Provide again, from the entries below, every line from the one containing "You are given" through the one containing "positive clicks: (479, 199)", exactly as written, and no other line.

'''

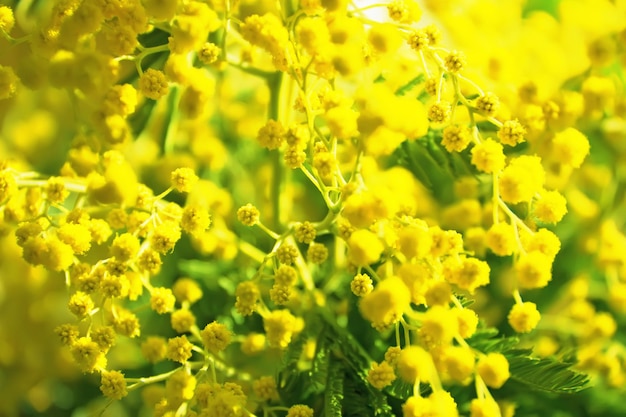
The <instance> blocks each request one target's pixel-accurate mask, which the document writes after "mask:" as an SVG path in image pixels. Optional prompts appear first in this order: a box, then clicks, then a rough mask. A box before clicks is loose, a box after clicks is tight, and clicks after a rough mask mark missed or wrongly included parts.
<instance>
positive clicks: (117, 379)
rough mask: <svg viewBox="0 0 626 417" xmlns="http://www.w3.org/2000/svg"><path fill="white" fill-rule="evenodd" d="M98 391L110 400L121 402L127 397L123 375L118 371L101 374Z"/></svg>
mask: <svg viewBox="0 0 626 417" xmlns="http://www.w3.org/2000/svg"><path fill="white" fill-rule="evenodd" d="M100 391H102V393H103V394H104V396H105V397H108V398H111V399H112V400H121V399H122V398H124V397H125V396H126V395H128V391H127V390H126V381H125V380H124V374H122V373H121V372H119V371H105V372H103V373H102V375H101V379H100Z"/></svg>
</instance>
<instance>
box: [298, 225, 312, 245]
mask: <svg viewBox="0 0 626 417" xmlns="http://www.w3.org/2000/svg"><path fill="white" fill-rule="evenodd" d="M316 235H317V231H316V230H315V226H313V224H312V223H311V222H303V223H298V224H296V226H295V228H294V237H295V238H296V240H297V241H298V242H301V243H306V244H309V243H311V242H312V241H313V239H315V236H316Z"/></svg>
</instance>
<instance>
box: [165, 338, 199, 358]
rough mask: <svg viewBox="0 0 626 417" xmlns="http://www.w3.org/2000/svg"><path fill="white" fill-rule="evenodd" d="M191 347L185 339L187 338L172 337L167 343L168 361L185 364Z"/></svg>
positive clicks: (192, 345) (167, 357) (187, 339)
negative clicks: (176, 362)
mask: <svg viewBox="0 0 626 417" xmlns="http://www.w3.org/2000/svg"><path fill="white" fill-rule="evenodd" d="M192 349H193V345H192V344H191V342H189V340H188V339H187V336H185V335H183V336H178V337H172V338H170V339H169V340H168V341H167V353H166V356H167V358H168V359H170V360H173V361H175V362H179V363H185V362H187V360H188V359H189V358H191V354H192V353H191V351H192Z"/></svg>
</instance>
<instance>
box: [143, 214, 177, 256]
mask: <svg viewBox="0 0 626 417" xmlns="http://www.w3.org/2000/svg"><path fill="white" fill-rule="evenodd" d="M180 238H181V232H180V226H179V225H178V223H176V222H174V221H170V220H167V221H164V222H163V223H161V224H159V225H157V226H156V228H155V230H154V231H153V233H152V235H151V236H150V247H151V248H152V249H154V250H155V251H156V252H158V253H160V254H161V255H165V254H166V253H168V252H171V251H172V250H173V249H174V246H175V245H176V242H178V240H179V239H180Z"/></svg>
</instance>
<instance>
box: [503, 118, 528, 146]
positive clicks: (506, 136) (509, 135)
mask: <svg viewBox="0 0 626 417" xmlns="http://www.w3.org/2000/svg"><path fill="white" fill-rule="evenodd" d="M525 136H526V128H525V127H524V126H523V125H522V124H521V123H520V122H519V120H517V119H514V120H507V121H505V122H504V123H502V127H501V128H500V129H499V130H498V139H500V142H501V143H504V144H505V145H509V146H515V145H517V144H519V143H522V142H524V141H525Z"/></svg>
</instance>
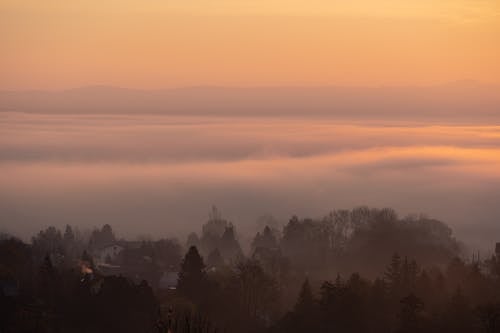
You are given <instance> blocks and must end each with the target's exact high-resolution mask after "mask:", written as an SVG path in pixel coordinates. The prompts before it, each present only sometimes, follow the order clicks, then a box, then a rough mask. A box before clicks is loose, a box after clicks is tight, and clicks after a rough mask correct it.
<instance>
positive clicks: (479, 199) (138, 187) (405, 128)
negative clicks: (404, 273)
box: [0, 112, 500, 249]
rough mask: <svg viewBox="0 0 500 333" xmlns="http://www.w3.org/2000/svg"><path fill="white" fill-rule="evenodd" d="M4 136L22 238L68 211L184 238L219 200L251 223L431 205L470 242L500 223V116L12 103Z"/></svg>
mask: <svg viewBox="0 0 500 333" xmlns="http://www.w3.org/2000/svg"><path fill="white" fill-rule="evenodd" d="M0 136H1V140H0V214H1V219H2V225H1V229H2V231H7V232H11V233H14V234H17V235H20V236H22V237H29V236H30V235H32V234H33V233H34V232H36V231H37V230H39V229H40V228H42V227H45V226H48V225H56V226H60V227H61V226H63V225H65V224H67V223H69V224H72V225H79V226H81V227H89V228H91V227H93V226H97V225H101V224H103V223H109V224H111V225H113V226H116V228H117V229H118V230H120V232H122V233H124V235H123V236H129V237H134V236H135V235H138V234H143V233H144V230H147V231H148V232H149V233H151V234H152V235H154V236H164V235H178V236H185V234H186V233H187V232H188V231H189V230H192V229H193V228H197V226H199V225H201V224H202V223H204V221H205V220H206V219H207V213H208V211H209V208H210V206H211V205H212V204H216V205H217V206H218V207H219V208H220V209H221V210H222V212H223V214H224V216H225V217H226V218H227V219H229V220H230V221H232V222H233V223H235V225H237V226H238V228H239V230H240V232H241V233H242V234H245V232H246V231H248V232H249V234H250V232H252V233H253V232H254V230H256V228H255V227H256V221H257V219H258V218H259V216H261V215H273V216H274V217H275V218H276V219H278V221H280V222H283V223H285V222H286V221H287V220H288V219H289V218H290V217H291V216H292V215H293V214H297V215H299V216H310V217H319V216H320V215H325V214H327V213H328V212H329V211H330V210H332V209H334V208H352V207H355V206H358V205H369V206H376V207H384V206H389V207H393V208H395V209H396V210H397V211H398V212H400V213H401V214H412V213H425V214H429V215H431V216H432V217H435V218H438V219H441V220H443V221H445V222H446V223H448V224H449V225H450V226H451V227H452V228H453V229H454V231H455V233H456V235H457V237H458V238H460V239H462V240H464V241H465V242H467V243H468V244H469V245H470V246H471V247H472V248H485V249H491V244H492V243H493V242H494V241H498V239H496V238H498V237H495V235H498V233H499V232H500V225H499V223H498V222H499V221H498V216H499V215H500V206H499V205H498V198H499V197H500V126H489V125H486V124H485V125H461V124H447V123H445V122H440V123H435V124H432V123H429V122H426V123H423V122H417V121H403V120H400V121H390V120H381V119H379V120H376V121H370V120H364V121H360V120H349V119H346V118H345V117H344V118H342V119H335V118H331V117H330V118H328V117H314V118H312V117H297V116H295V117H279V118H278V117H248V116H239V117H230V116H174V115H142V116H141V115H138V114H135V115H116V114H115V115H84V114H81V113H80V114H73V115H62V114H52V115H51V114H29V113H20V112H2V113H0ZM242 237H243V238H245V236H244V235H242Z"/></svg>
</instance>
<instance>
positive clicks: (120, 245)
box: [95, 244, 125, 263]
mask: <svg viewBox="0 0 500 333" xmlns="http://www.w3.org/2000/svg"><path fill="white" fill-rule="evenodd" d="M124 249H125V248H124V247H123V246H121V245H118V244H109V245H106V246H104V247H102V248H100V249H99V250H97V251H96V254H95V260H96V261H97V262H99V263H103V262H104V263H105V262H109V261H113V260H114V259H115V258H116V257H117V256H118V255H119V254H120V252H122V251H123V250H124Z"/></svg>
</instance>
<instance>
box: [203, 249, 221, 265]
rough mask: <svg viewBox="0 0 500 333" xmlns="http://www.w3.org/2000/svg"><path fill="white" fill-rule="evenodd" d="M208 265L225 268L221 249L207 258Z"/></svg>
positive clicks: (216, 251) (207, 257)
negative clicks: (220, 249)
mask: <svg viewBox="0 0 500 333" xmlns="http://www.w3.org/2000/svg"><path fill="white" fill-rule="evenodd" d="M207 265H208V266H209V267H215V268H219V267H222V266H224V258H223V257H222V255H221V254H220V251H219V249H215V250H213V251H212V252H210V254H209V255H208V257H207Z"/></svg>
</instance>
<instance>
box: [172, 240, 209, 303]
mask: <svg viewBox="0 0 500 333" xmlns="http://www.w3.org/2000/svg"><path fill="white" fill-rule="evenodd" d="M206 287H207V276H206V273H205V264H204V263H203V258H202V257H201V256H200V254H199V252H198V249H197V248H196V247H194V246H191V247H190V248H189V250H188V252H187V253H186V256H185V257H184V259H183V260H182V263H181V271H180V272H179V280H178V284H177V290H178V291H179V293H181V294H182V295H184V296H186V297H187V298H189V299H191V300H193V301H196V300H199V299H200V298H201V297H202V295H204V294H205V292H206V290H205V288H206Z"/></svg>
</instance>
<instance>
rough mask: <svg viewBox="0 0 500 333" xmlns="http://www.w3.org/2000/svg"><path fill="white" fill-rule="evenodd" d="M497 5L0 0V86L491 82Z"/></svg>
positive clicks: (464, 4)
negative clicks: (1, 79) (464, 79)
mask: <svg viewBox="0 0 500 333" xmlns="http://www.w3.org/2000/svg"><path fill="white" fill-rule="evenodd" d="M499 13H500V4H499V2H498V1H494V0H480V1H472V0H446V1H438V2H436V1H430V0H424V1H410V0H400V1H395V0H378V1H372V0H355V1H323V0H313V1H302V0H295V1H282V0H271V1H262V0H258V1H241V0H237V1H226V0H216V1H205V0H203V1H196V3H194V2H185V1H146V2H144V1H134V0H128V1H113V0H107V1H94V0H92V1H67V2H64V1H56V0H50V1H42V2H41V1H35V0H31V1H30V0H21V1H12V0H7V1H2V3H1V4H0V31H1V33H0V44H1V45H2V52H1V53H0V77H2V78H3V79H2V80H1V81H0V88H2V89H64V88H68V87H78V86H86V85H94V84H106V85H115V86H122V87H136V88H165V87H179V86H192V85H229V86H268V85H299V86H303V85H428V84H436V83H445V82H450V81H455V80H464V79H468V80H476V81H480V82H487V83H492V82H493V83H498V78H499V77H500V62H499V61H498V59H499V57H500V44H499V43H498V41H497V39H498V35H499V33H500V16H499Z"/></svg>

'''

Written response:
You are given <instance> blocks and must end each with the target's exact high-resolution mask after "mask:", written as an SVG path in pixel coordinates. The prompts before it, each present only sometimes, follow the order clicks, then a box, then a rough mask. A box before clicks is loose, a box after clicks is tight, and clicks after a rough mask correct it.
<instance>
positive clicks: (479, 199) (138, 187) (405, 128)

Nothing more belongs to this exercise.